What is expected: Each entry below is to be restated word for word, with no pictures carried over.

Input for this task:

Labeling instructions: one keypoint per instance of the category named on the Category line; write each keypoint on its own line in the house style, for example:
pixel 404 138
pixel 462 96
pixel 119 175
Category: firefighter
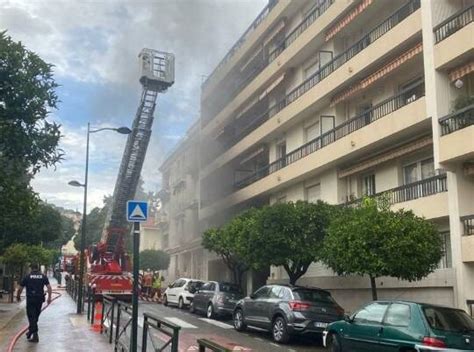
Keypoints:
pixel 34 283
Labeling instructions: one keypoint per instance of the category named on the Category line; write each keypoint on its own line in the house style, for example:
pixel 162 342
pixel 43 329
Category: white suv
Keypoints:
pixel 181 292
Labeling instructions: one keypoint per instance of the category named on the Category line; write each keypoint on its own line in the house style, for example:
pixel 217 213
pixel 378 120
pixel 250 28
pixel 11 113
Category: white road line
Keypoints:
pixel 217 323
pixel 181 323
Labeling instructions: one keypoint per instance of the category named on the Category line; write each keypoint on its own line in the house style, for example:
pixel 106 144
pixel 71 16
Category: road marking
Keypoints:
pixel 217 323
pixel 181 323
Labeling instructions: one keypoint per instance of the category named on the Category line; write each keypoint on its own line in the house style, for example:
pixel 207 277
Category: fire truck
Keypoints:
pixel 108 264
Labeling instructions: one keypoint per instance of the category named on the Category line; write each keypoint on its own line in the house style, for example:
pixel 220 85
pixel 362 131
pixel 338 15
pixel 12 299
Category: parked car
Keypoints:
pixel 402 326
pixel 216 299
pixel 287 310
pixel 181 292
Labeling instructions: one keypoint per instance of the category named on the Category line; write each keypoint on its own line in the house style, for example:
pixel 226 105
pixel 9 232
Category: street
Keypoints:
pixel 194 326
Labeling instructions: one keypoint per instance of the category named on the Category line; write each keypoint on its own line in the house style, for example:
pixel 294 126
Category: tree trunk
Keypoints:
pixel 373 286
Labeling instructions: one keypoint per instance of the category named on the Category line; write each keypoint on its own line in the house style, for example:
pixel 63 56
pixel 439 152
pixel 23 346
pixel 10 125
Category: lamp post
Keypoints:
pixel 74 183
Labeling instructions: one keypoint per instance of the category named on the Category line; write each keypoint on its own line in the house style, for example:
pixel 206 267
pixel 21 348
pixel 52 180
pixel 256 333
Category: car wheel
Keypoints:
pixel 239 324
pixel 279 330
pixel 210 311
pixel 333 343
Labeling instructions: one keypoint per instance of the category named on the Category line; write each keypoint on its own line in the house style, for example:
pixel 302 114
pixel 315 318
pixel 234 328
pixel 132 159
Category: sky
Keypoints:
pixel 94 46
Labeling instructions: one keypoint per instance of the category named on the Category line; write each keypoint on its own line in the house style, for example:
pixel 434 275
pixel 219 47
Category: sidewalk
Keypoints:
pixel 60 329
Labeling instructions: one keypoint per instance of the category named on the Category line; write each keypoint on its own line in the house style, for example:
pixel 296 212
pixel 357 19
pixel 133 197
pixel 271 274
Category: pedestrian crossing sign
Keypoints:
pixel 137 211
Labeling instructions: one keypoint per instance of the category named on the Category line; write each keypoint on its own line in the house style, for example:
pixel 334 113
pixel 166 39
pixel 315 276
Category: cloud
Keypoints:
pixel 94 46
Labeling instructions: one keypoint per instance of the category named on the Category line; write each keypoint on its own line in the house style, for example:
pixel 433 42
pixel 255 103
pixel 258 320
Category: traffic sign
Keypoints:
pixel 137 211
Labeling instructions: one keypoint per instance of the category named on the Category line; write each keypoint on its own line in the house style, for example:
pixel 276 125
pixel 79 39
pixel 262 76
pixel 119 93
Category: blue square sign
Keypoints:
pixel 137 211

Answer for the task:
Labeling instructions: one keypoint per instance of the category named on the Category line; write each keypoint on its own line in the house style, for example:
pixel 404 138
pixel 462 96
pixel 119 175
Category: firefighter
Keypoints:
pixel 34 283
Labeling instructions: one keypoint per instance of the category named on the Category line; write each keypoint on its own line in the house style, for example:
pixel 162 342
pixel 43 329
Category: white suv
Keypoints:
pixel 181 292
Labeling instructions: one keypoint per instance of the category named on the Category line; write each keypoint on its own line in the house style, for example:
pixel 217 213
pixel 378 120
pixel 250 28
pixel 11 113
Category: white road line
Keypoints:
pixel 217 323
pixel 181 323
Labeling instructions: one keypoint per instance of the category named on the Category line; write each keypoint on its own line in the house style, for example:
pixel 106 144
pixel 71 16
Category: road marking
Keypoints:
pixel 217 323
pixel 181 323
Labeling instructions: one keypoint per instance of the category named on the Category line; write each keypoint on its own line in the house style, for example:
pixel 207 277
Category: fire truck
Keypoints:
pixel 108 264
Labeling instructions: one keypoint per instance of the category named on the Category line; write each keypoint on its own line in the house style, for example:
pixel 220 85
pixel 362 131
pixel 338 15
pixel 12 299
Category: parked car
Keypoints:
pixel 402 326
pixel 216 299
pixel 287 310
pixel 181 292
Labeling instructions: one keypoint per instance of the category named on the Category line; write each keypoint on its own line in the house style, for example:
pixel 226 105
pixel 9 232
Category: street
Keypoints:
pixel 194 326
Labeling instructions: one keypoint per instance of the category named on the Category line; write each keypoint on its own line in the house style, for example:
pixel 294 126
Category: tree trunk
Keypoints:
pixel 373 286
Labeling instructions: one keypoint per instance of the category named on the Category line; write each keypoint on its own line in the house style, for example:
pixel 63 56
pixel 439 152
pixel 23 346
pixel 10 125
Category: lamp post
Keypoints:
pixel 74 183
Labeling instructions: one keypoint per instance of the category named on the Category line; write each keypoint on its own line in the house style, for example:
pixel 206 267
pixel 21 348
pixel 52 180
pixel 256 333
Category: car wheel
Keypoints:
pixel 239 324
pixel 279 330
pixel 210 311
pixel 333 343
Labeling instructions: one keypoint per instance of the category named on the Category line; write each keypoint on its own line in the house style, for example:
pixel 302 114
pixel 315 318
pixel 234 328
pixel 132 159
Category: sky
Keypoints:
pixel 94 46
Labeling instructions: one keypoint per instance of the category named on the Category line; write each keypoint on its own line in the house style, for example:
pixel 434 275
pixel 219 47
Category: sidewalk
Keypoints:
pixel 60 329
Labeling instructions: one keypoint per instance of the category named on the Category line; write each keypoint on its own line in the house style, for example:
pixel 296 212
pixel 357 19
pixel 133 197
pixel 271 274
Category: pedestrian crossing sign
Keypoints:
pixel 137 211
Labeling instructions: one keypoint per instance of the category named on the Category line; write each keypoint on its own line in the house style, for example:
pixel 334 113
pixel 166 39
pixel 315 276
Category: cloud
Keypoints:
pixel 94 46
Labeling instructions: one keypoint per instance of the category named on the Category line; write each keypoint on its own line in the house style, for example:
pixel 433 42
pixel 255 103
pixel 258 320
Category: traffic sign
Keypoints:
pixel 137 211
Labeling instructions: one keypoint per instance of the category named on the Category line; write each keypoint on its own line in the house style, for example:
pixel 276 125
pixel 79 39
pixel 262 76
pixel 119 93
Category: blue square sign
Keypoints:
pixel 137 211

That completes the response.